▶ **EXERCISE DETAILS**: Copy out, exactly as written, only the line containing "Reviewer note: make sure each instance of the steamed" and the lines after it through the end of the records.

▶ **DATA SHOWN**:
----
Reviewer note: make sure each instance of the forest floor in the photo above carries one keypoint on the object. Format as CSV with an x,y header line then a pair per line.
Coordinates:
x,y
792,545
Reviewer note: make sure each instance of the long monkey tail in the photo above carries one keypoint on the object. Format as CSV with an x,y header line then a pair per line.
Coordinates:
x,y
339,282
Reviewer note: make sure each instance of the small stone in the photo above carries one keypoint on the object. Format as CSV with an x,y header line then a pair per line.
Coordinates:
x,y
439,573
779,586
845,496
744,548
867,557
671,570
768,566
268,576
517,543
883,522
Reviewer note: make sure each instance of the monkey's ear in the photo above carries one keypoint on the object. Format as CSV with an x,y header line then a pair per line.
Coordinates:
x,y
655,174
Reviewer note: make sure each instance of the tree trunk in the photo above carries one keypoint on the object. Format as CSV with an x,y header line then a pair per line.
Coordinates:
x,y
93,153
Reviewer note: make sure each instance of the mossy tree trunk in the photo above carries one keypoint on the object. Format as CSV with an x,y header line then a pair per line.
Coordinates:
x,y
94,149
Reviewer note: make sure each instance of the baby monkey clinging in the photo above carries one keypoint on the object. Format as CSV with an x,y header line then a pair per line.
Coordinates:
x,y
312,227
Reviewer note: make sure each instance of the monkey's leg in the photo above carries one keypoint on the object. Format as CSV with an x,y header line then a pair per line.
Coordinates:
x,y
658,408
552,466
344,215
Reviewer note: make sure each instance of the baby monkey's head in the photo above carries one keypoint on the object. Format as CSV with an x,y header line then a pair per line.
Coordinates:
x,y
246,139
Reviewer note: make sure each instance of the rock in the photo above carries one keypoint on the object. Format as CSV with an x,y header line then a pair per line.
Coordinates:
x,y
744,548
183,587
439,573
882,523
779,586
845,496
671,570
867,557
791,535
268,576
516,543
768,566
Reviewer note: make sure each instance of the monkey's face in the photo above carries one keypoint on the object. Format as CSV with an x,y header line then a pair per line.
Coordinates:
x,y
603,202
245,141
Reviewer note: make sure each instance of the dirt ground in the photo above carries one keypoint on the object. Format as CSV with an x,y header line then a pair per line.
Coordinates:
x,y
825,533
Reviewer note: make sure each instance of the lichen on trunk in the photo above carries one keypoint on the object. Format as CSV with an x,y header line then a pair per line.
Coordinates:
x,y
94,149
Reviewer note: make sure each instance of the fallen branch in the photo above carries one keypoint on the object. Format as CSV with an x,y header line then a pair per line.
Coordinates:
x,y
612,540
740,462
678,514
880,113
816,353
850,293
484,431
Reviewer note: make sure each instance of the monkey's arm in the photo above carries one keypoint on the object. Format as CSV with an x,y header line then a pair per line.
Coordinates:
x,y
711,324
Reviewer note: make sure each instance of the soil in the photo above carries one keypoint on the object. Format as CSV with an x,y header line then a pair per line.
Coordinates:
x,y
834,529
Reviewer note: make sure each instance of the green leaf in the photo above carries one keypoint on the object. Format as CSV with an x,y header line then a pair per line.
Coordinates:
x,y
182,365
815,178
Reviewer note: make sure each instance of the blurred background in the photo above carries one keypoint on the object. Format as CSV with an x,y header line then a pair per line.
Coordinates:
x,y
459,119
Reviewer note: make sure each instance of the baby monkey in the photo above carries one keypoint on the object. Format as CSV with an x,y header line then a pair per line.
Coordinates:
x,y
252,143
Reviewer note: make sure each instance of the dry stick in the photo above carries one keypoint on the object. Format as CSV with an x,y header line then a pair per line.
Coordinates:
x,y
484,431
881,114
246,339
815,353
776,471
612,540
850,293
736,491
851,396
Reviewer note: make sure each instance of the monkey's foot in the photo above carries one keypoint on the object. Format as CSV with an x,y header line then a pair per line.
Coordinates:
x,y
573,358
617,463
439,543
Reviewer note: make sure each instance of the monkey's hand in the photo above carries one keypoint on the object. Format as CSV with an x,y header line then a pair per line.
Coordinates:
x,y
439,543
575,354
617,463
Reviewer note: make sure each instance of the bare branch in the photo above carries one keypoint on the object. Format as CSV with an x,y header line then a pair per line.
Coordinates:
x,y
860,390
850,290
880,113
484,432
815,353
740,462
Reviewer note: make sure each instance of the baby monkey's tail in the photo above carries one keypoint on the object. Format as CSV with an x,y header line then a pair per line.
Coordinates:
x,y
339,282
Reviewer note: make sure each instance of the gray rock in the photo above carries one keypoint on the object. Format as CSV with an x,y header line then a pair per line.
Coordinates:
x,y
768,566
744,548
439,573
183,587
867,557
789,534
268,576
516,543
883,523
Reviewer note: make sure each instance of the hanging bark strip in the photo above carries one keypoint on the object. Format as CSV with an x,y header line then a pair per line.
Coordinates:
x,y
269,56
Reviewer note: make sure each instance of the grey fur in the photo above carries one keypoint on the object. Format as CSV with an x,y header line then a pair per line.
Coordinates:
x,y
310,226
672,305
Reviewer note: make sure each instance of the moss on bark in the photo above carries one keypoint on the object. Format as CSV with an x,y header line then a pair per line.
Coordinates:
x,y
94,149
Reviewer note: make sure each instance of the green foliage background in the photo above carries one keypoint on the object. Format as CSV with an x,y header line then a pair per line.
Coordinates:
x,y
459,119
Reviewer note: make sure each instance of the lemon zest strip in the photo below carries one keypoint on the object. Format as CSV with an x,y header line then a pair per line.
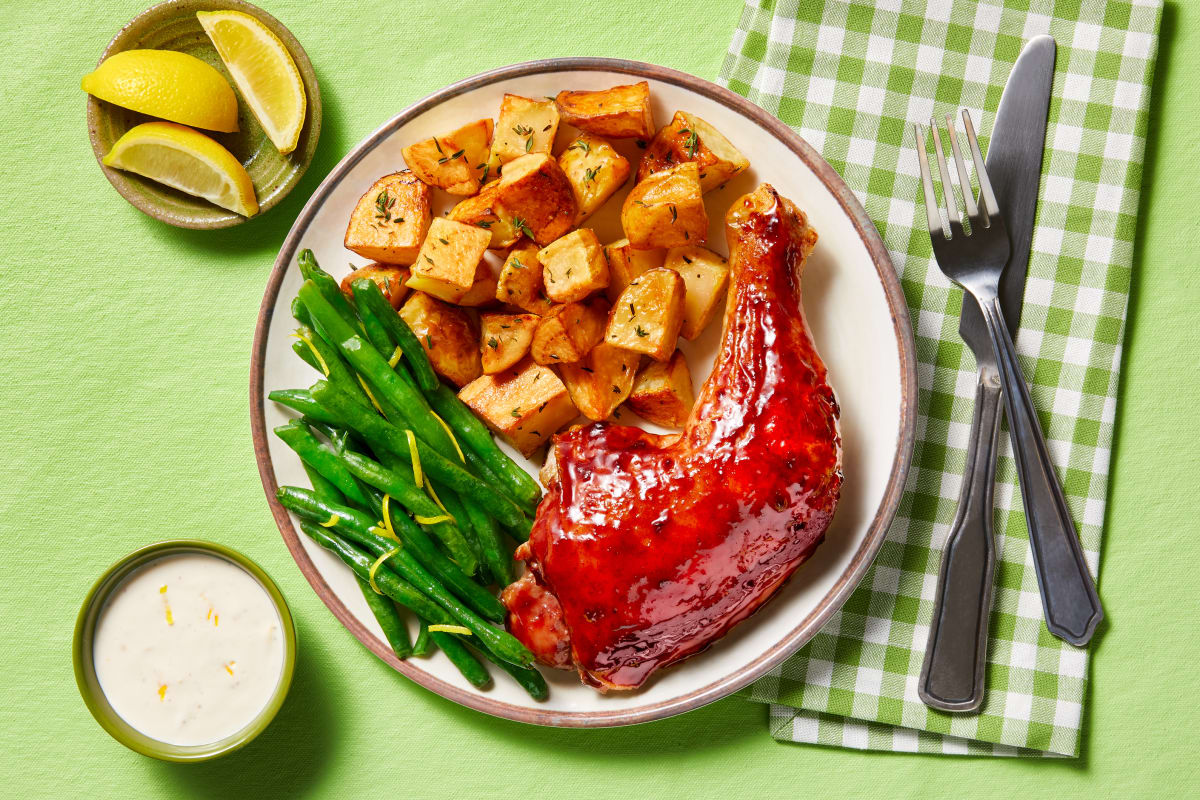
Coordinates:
x,y
376,566
417,458
321,360
370,396
450,433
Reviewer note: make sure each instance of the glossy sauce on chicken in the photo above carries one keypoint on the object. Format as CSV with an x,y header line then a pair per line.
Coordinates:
x,y
648,548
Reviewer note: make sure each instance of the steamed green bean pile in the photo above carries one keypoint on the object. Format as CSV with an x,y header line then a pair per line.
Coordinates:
x,y
408,487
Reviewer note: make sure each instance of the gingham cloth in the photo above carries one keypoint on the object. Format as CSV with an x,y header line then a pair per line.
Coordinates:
x,y
852,78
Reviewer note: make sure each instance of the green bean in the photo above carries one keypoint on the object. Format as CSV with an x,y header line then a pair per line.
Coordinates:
----
▶ **RESPONSE**:
Reviewer note: make sure each instance of the steamed green bean pile in the photo above carries one keypoint on the object. Format as CSV with an x,y header line then a pair per line.
Coordinates:
x,y
408,487
Reviewer note: make sure each instance of the gingham cloth in the photo above carries one keypoint on the object. Format as CSV with an x,y header line then a pair per line.
Coordinates:
x,y
852,78
Reviewer note: make sure each instance of the green bean in the photo above carries one keypoint on the object. Format as CSV with an x,y header line then a pair per line.
Coordinates:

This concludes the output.